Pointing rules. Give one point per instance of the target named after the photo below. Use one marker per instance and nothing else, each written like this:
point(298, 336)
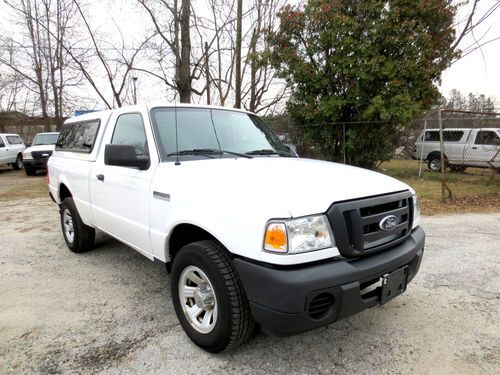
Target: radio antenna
point(177, 162)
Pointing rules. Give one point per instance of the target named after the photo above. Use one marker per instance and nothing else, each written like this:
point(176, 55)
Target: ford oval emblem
point(388, 223)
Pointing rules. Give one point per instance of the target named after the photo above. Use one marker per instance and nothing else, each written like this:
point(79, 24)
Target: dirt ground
point(109, 311)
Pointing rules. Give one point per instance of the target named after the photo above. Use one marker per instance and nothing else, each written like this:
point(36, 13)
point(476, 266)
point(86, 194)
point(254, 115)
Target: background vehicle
point(251, 233)
point(462, 148)
point(11, 150)
point(35, 156)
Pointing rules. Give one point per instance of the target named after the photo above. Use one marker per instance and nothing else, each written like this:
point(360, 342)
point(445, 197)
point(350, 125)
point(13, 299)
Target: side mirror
point(291, 149)
point(124, 156)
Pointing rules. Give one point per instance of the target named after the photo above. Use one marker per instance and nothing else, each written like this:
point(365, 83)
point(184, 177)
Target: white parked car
point(251, 233)
point(11, 150)
point(36, 155)
point(463, 148)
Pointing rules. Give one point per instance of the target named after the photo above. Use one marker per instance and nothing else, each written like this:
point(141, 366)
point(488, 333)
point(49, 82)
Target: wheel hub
point(204, 297)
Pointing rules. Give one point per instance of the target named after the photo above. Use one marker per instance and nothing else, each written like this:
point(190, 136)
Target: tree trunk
point(184, 82)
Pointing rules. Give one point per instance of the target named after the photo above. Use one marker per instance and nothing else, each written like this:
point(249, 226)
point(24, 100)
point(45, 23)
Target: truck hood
point(300, 186)
point(40, 148)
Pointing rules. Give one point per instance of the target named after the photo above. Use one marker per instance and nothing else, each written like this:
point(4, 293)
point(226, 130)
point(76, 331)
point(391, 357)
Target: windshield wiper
point(207, 152)
point(270, 152)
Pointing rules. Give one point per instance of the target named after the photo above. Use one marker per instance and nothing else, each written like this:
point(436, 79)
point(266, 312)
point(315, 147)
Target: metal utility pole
point(444, 187)
point(207, 73)
point(237, 83)
point(134, 80)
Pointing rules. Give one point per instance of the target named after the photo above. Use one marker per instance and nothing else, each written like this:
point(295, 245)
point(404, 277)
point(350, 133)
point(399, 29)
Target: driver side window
point(486, 138)
point(129, 130)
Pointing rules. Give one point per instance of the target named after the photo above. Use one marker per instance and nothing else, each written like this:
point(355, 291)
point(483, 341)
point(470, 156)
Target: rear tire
point(458, 168)
point(229, 321)
point(78, 236)
point(434, 163)
point(18, 164)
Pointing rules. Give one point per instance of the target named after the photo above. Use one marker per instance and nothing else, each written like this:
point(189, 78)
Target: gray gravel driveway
point(109, 310)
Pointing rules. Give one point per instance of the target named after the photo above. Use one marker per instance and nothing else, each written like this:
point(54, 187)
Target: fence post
point(343, 133)
point(422, 147)
point(444, 187)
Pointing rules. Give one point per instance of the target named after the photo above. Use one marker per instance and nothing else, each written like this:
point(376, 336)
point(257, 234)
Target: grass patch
point(475, 190)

------------------------------------

_What you have to do_: Rewrite all the records above, replacing "Pointing rules" with "Pointing guidelines" and leaving everything else unchanged. Omit the pictures from your answer.

_Exercise response_:
Pointing guidelines. Give one point per instance of the target named after the photo below. Use one marker per instance and nothing else, each written like this:
point(298, 336)
Target: radio antenna
point(177, 162)
Pointing guidelines. Give one point per instance of the target named after the photo above. Use one marker per instance and nothing else, each written like this:
point(176, 55)
Target: ford oval emblem
point(388, 223)
Pointing guidelines. Give one point per instance of the target named after the photo above. Use one marker per instance and nothing else, each written like this:
point(79, 24)
Target: dirt ground
point(109, 311)
Pointing guidelines. Give one point per instance of the target named after the photo above. Use one marker per instance and nothing else, each written like this:
point(36, 13)
point(476, 266)
point(86, 194)
point(254, 115)
Target: background vehicle
point(251, 233)
point(462, 148)
point(11, 150)
point(35, 156)
Pointing guidelines. Give one point per instance of the target named after the photo above. Use one marker per instance and nothing else, each written like this:
point(360, 342)
point(445, 197)
point(350, 125)
point(13, 299)
Target: side mirror
point(291, 149)
point(124, 156)
Pointing guidelines. Give one point per instance of the target named after the photo above. Use one marker per instance and nothing else, each written like this:
point(365, 83)
point(184, 177)
Target: white parked car
point(251, 233)
point(11, 150)
point(36, 155)
point(463, 148)
Pointing guidelines. Give one point per instance of the target named after the photo above. Use one marker per instance and nothing else, each written like this:
point(141, 366)
point(488, 333)
point(49, 82)
Target: wheel hub
point(204, 297)
Pointing guidelines. Give one point per instance of the target named after the photo above. Use one marker per instance and nothing else, each written like this:
point(190, 136)
Target: tree trunk
point(184, 82)
Pointing guidelines. Give one point per instance of the target named after the photo above. Use one marker per instance and nothing else, each written like this:
point(249, 226)
point(24, 100)
point(45, 23)
Target: truck hood
point(300, 186)
point(40, 148)
Pointing guidelines. Give one point per instance of the target named after the photo above. Use one marker per instance and nothing else, each written like this:
point(4, 293)
point(226, 130)
point(76, 331)
point(391, 357)
Target: windshield wiper
point(207, 152)
point(270, 152)
Pointing guidelines. Give one point per instance of the target named after the photo above. Use one marker per instance and nothing else, each written like this:
point(436, 79)
point(266, 312)
point(315, 147)
Target: metal utility pole
point(444, 187)
point(207, 73)
point(237, 83)
point(134, 80)
Pointing guidelines. Give one point per instance of the target named after the photo above. Use one marker per instance and nothing else, each written like this:
point(295, 245)
point(404, 277)
point(350, 133)
point(399, 29)
Target: driver side window
point(486, 138)
point(129, 130)
Pointing guidelines. Give one point per instance of the target named after the photo above. Use one marker per instance and nothing else, each written like this:
point(355, 291)
point(483, 341)
point(470, 156)
Target: rear tire
point(458, 168)
point(229, 321)
point(78, 236)
point(434, 163)
point(18, 164)
Pointing guidelines. Give one point per instance of the target named after the photo above. Use one marker per instance and nothing else, each written like this:
point(189, 78)
Target: gray gravel driveway
point(109, 310)
Pointing guidelines. Give one point per instance of the target named after the photo above. Use one marker per instance and nothing else, each written like this:
point(54, 187)
Target: fence post
point(343, 133)
point(422, 147)
point(444, 187)
Pointing guidelines. Give one point per instance of the target named after the photo above. Use one marker per instance and nothing else, each written like this:
point(376, 336)
point(257, 234)
Target: grass patch
point(475, 190)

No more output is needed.